== Extract provided ==
So I think there has to be various ways in which different social issues are brought to the table so that policymakers can, you know, have a better understanding of what can be done. And are not fully convinced by the mainstream theory, and therefore do not or see certain kind of policy options as being inefficient or undesirable.

Abhinav: Okay. And I think your book does play a role in this regard in the sense that exposes anyone who wants to read about macroeconomics, that there could be certain other outcomes, there could be certain other ways of looking at things like obviously the book is very neat and idea and in a very readable format. So it’s obviously not complete in itself, complete in the sense that It touches on everything, but obviously you can’t cover everything in a 200-250 page odd book. But at least it guides the person correctly if he wants to pursue understanding things in this direction. So Alex, now we’ve talked about like interest rates, we’ve talked about wages, et cetera.

Now I want to bring you back to another very interesting topic that most people are always interested, which is money, right. And you have a very interesting take on money and before you like, I want to also tell the readers about the approach that Alex follows in the book. So in, let’s say in this chapter about money, he says that there is a financial architecture in India because we’ve, most people don’t know this financial architecture and the depth of this.

Then he explains the financial architecture, and once he’s explained the architecture, then he answers the money question within that architecture. So, Alex, could you give a brief about why you thought of this and what is the architecture in general, because so that our readers or listeners can get an idea about how you’ve constructed chapters in the book?

Alex: Yeah. So, one of the things, maybe I should start by this, is that traditional macroeconomics books start with goods and commodity market and then talk of the money market. But what I’ve tried to do in my book is to invert that kind of reasoning because again, that kind of a structure of the mainstream book have allowed people to say that there’s something called the real economy, which is the goods and the commodity market.

There’s something called the monetary economy and people like Friedman or people who follow the monetarist tradition and they’ve come in various forms, then have argued that. The monetary sector does not really do anything to the real sector, so money is simply a way money does not alter anything fundamental in the economy.

So there is this idea that what is said in the literature, money is neutral in the long run. So that’s one kind of dominant view of how people have spoken about it. And let me connect this back to the idea of natural rate of interest, because the idea of rate of interest is seen to be determined again within the real or the fundamental sphere and what is the role of monetary policy is not to tinker with that natural rate of interest, but try to set interest rates in tandem or in line with this natural rate of interest. So even the role of monetary policy is tied to what happens in the real sector, so to speak.

But I wanted to challenge this kind of perspective and this comes from, again I’m writing in the tradition of many people who have worked in this line of thinking, including political economists like Marx or subsequently Keynes, Keletsky more recently in the Indian context, people like Krishna Bharadwaj who have engaged with these ideas. Piero Sraffa who is critical of the mainstream economics. So there are many people who have contributed to this tradition, and I’m drawing on many of their work. But it is to challenge this idea of separating neatly and to argue that money is neutral. Instead, I’ve taken a position that is very proximate to the work of Keynes and also to the work of Marx.
===
== Data extract ==
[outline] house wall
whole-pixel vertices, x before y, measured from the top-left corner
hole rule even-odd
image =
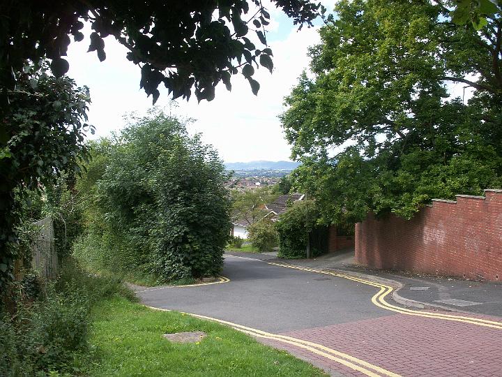
[[[240,237],[244,239],[248,239],[248,230],[243,226],[234,226],[234,237]]]
[[[434,200],[409,221],[370,214],[356,226],[356,260],[374,268],[499,280],[502,190]]]
[[[332,226],[329,229],[329,244],[328,252],[334,253],[342,249],[354,248],[354,236],[338,235],[337,228]]]

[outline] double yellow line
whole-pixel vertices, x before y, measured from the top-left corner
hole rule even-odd
[[[169,309],[155,308],[153,306],[147,307],[155,310],[171,311]],[[344,353],[333,348],[330,348],[329,347],[326,347],[325,346],[323,346],[322,344],[305,341],[298,338],[287,337],[285,335],[272,334],[271,332],[266,332],[265,331],[261,331],[257,329],[253,329],[247,326],[243,326],[242,325],[238,325],[237,323],[234,323],[227,320],[214,318],[213,317],[208,317],[207,316],[201,316],[199,314],[194,314],[192,313],[185,313],[185,314],[188,314],[197,318],[211,320],[213,322],[218,322],[222,325],[227,325],[231,327],[234,330],[236,330],[248,335],[251,335],[252,337],[269,339],[308,350],[312,353],[319,355],[319,356],[322,356],[323,357],[344,365],[345,367],[350,368],[351,369],[358,371],[366,376],[369,376],[370,377],[401,377],[400,375],[396,373],[388,371],[387,369],[378,367],[377,365],[374,365],[361,359],[358,359],[357,357],[351,356],[350,355],[348,355],[347,353]]]
[[[429,318],[440,319],[440,320],[452,320],[454,322],[462,322],[462,323],[469,323],[471,325],[476,325],[478,326],[484,326],[486,327],[491,327],[491,328],[494,328],[494,329],[502,330],[502,322],[498,322],[498,321],[495,321],[495,320],[485,320],[485,319],[482,319],[482,318],[477,318],[475,317],[469,317],[469,316],[460,316],[460,315],[457,316],[457,315],[451,315],[451,314],[443,314],[443,313],[439,313],[419,311],[416,311],[416,310],[412,310],[412,309],[400,308],[399,306],[396,306],[395,305],[389,304],[388,302],[387,302],[385,300],[386,297],[387,295],[388,295],[390,293],[392,293],[393,290],[394,290],[393,287],[391,287],[390,286],[387,286],[386,284],[382,284],[380,283],[371,281],[361,279],[361,278],[359,278],[357,276],[354,276],[352,275],[348,275],[346,274],[342,274],[342,273],[338,273],[338,272],[330,272],[328,271],[322,271],[320,269],[312,269],[312,268],[294,266],[292,265],[285,265],[285,264],[282,264],[282,263],[274,263],[272,262],[268,262],[268,263],[269,265],[273,265],[275,266],[280,266],[280,267],[287,267],[287,268],[292,268],[294,269],[307,271],[309,272],[315,272],[317,274],[324,274],[326,275],[331,275],[333,276],[347,279],[349,280],[352,280],[353,281],[357,281],[358,283],[362,283],[366,284],[367,286],[371,286],[379,288],[379,292],[377,292],[372,297],[372,302],[373,302],[373,304],[374,304],[377,306],[384,309],[386,310],[390,310],[392,311],[395,311],[396,313],[400,313],[402,314],[406,314],[408,316],[419,316],[419,317],[425,317],[425,318]]]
===
Parts of the exercise:
A – Answer these about the interview:
(i) What page range does Abhinav give for the book's length?
(ii) According to Alex, what do traditional macroeconomics books start with before they turn to the money market?
(iii) Which person does Alex name as having engaged with these ideas in the Indian context?
B – Reproduce the stretch of the interview from "So I think there" through "inefficient or undesirable.".

Task-by-task outputs:
A –
(i) 200–250 pages.
(ii) The goods and commodity market.
(iii) Krishna Bharadwaj.

B –
So I think there has to be various ways in which different social issues are brought to the table so that policymakers can, you know, have a better understanding of what can be done. And are not fully convinced by the mainstream theory, and therefore do not or see certain kind of policy options as being inefficient or undesirable.